Actions to take:
A - How would you translate this sentence from the text on sex determination below into Spanish: "If both alleles of a diploid organism are the same, the organism is homozygous at that locus."
B - Can you quote the part of the text on sex determination below that opens with the words containing "Environmental sex determination is the" and closes with "the organism's life."?

Provided text:
=== Section Start ===

Environmental sex determination is the establishment of sex by a non-genetic cue, such as nutrient availability, experienced within a discrete period after fertilization. Environmental factors which often influence sex determination during development or sexual maturation include light intensity and photoperiod, temperature, nutrient availability, and pheromones emitted by surrounding plants or animals. This is in contrast to genotypic sex determination, which establishes sex at fertilization by genetic factors such as sex chromosomes. Under true environmental sex determination, once sex is determined, it is fixed and cannot be switched again. Environmental sex determination is different from some forms of sequential hermaphroditism in which the sex is determined flexibly after fertilization throughout the organism's life.

Temperature-dependent sex determination (TSD) is a type of environmental sex determination in which the temperatures experienced during embryonic/larval development determine the sex of the offspring. It is observed in reptiles and teleost fish, with some reports of it occurring in species of shrimp. TSD differs from the chromosomal sex-determination systems common among vertebrates. It is the most studied type of environmental sex determination (ESD). Some other conditions, e.g. density, pH, and environmental background color, are also observed to alter sex ratio, which could be classified either as temperature-dependent sex determination or temperature-dependent sex differentiation, depending on the involved mechanisms. As sex-determining mechanisms, TSD and genetic sex determination (GSD) should be considered in an equivalent manner, which can lead to reconsidering the status of fish species that are claimed to have TSD when submitted to extreme temperatures instead of the temperature experienced during development in the wild, since changes in sex ratio with temperature variation are ecologically and evolutionally relevant.

While TSD has been observed in many reptile and fish species, the genetic differences between sexes and molecular mechanisms of TSD have not been determined. The cortisol-mediated pathway and epigenetic regulatory pathway are thought to be the potential mechanisms involved in TSD.

Haplodiploidy is a sex-determination system in which males develop from unfertilized eggs and are haploid, and females develop from fertilized eggs and are diploid. Haplodiploidy is sometimes called arrhenotoky.

Haplodiploidy determines the sex in all members of the insect orders Hymenoptera (bees, ants, and wasps) and Thysanoptera ('thrips'). The system also occurs sporadically in some spider mites, Hemiptera, Coleoptera (bark beetles), and rotifers.

Zygosity (the noun, zygote, is from the Greek zygotos "yoked," from zygon "yoke") (/zaɪˈɡɒsɪti/) is the degree to which both copies of a chromosome or gene have the same genetic sequence. In other words, it is the degree of similarity of the alleles in an organism.

Most eukaryotes have two matching sets of chromosomes; that is, they are diploid. Diploid organisms have the same loci on each of their two sets of homologous chromosomes except that the sequences at these loci may differ between the two chromosomes in a matching pair and that a few chromosomes may be mismatched as part of a chromosomal sex-determination system. If both alleles of a diploid organism are the same, the organism is homozygous at that locus. If they are different, the organism is heterozygous at that locus. If one allele is missing, it is hemizygous, and, if both alleles are missing, it is nullizygous.

Sexual differentiation is the process of development of the sex differences between males and females from an undifferentiated zygote. Sex differentiation is usually distinct from sex determination; sex determination is the designation of the development stage towards either male or female, while sex differentiation is the pathway towards the development of the phenotype.

In many species, testicular or ovarian differentiation begins with the appearance of Sertoli cells in males and granulosa cells in females.

=== Section End ===

Data segment:

=== Section Start ===

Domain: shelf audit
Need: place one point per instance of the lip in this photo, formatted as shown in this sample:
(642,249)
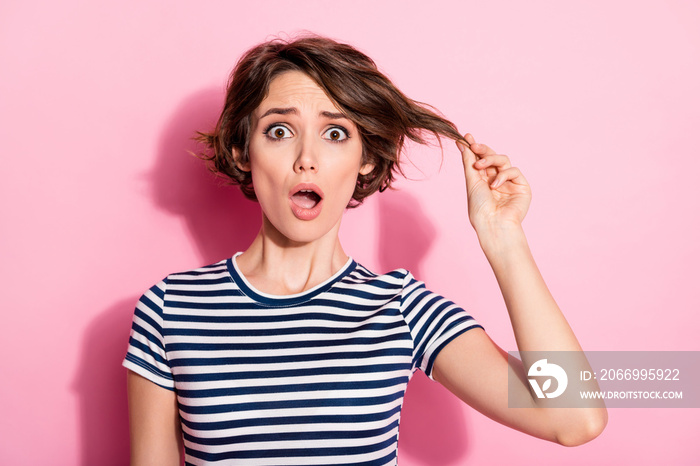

=== Section End ===

Answers by task:
A - Si ambos alelos de un organismo diploide son iguales, el organismo es homocigoto en ese locus.

B -
Environmental sex determination is the establishment of sex by a non-genetic cue, such as nutrient availability, experienced within a discrete period after fertilization. Environmental factors which often influence sex determination during development or sexual maturation include light intensity and photoperiod, temperature, nutrient availability, and pheromones emitted by surrounding plants or animals. This is in contrast to genotypic sex determination, which establishes sex at fertilization by genetic factors such as sex chromosomes. Under true environmental sex determination, once sex is determined, it is fixed and cannot be switched again. Environmental sex determination is different from some forms of sequential hermaphroditism in which the sex is determined flexibly after fertilization throughout the organism's life.